_Goal:_
Pull out every line in the items below that contains the word "dome", and copy each one in full.

================================

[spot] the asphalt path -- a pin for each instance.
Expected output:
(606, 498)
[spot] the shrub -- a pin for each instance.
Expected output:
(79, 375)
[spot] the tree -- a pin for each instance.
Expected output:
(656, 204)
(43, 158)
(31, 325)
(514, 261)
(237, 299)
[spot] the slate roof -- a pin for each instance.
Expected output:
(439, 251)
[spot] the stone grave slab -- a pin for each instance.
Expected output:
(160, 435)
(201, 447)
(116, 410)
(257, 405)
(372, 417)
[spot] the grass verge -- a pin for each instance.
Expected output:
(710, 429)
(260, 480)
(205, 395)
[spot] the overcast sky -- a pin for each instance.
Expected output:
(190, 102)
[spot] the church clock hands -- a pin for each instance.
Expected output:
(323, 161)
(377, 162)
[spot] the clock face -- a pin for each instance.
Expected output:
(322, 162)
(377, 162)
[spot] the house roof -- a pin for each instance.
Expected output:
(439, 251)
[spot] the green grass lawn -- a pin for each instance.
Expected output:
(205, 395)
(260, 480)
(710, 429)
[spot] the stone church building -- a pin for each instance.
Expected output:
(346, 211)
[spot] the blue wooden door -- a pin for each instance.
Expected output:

================================

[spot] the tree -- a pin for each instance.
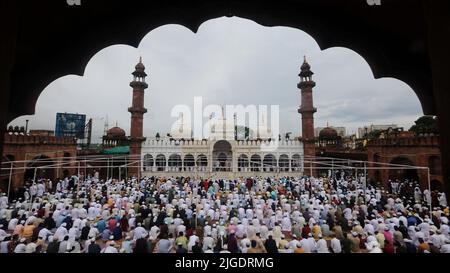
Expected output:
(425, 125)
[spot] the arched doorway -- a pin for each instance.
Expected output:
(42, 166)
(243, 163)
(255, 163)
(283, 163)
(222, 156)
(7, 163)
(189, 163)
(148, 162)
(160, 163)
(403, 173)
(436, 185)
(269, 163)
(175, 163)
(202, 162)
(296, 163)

================================

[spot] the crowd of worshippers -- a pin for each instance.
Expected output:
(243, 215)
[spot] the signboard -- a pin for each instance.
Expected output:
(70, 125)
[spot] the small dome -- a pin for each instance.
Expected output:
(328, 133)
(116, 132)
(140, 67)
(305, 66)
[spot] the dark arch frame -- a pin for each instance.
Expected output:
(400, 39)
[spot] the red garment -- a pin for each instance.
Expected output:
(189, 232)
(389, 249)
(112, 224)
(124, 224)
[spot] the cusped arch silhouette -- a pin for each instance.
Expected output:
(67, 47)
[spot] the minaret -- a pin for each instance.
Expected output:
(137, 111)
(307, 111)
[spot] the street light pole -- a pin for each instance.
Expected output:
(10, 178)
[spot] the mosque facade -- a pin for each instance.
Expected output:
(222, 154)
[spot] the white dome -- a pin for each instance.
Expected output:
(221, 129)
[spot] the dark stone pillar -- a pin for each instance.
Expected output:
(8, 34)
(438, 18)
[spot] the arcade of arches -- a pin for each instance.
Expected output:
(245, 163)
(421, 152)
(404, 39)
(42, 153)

================================

_Solution:_
[spot] the small dome -- a pin for each instance.
[spot] the white dome -- a pin for each instance.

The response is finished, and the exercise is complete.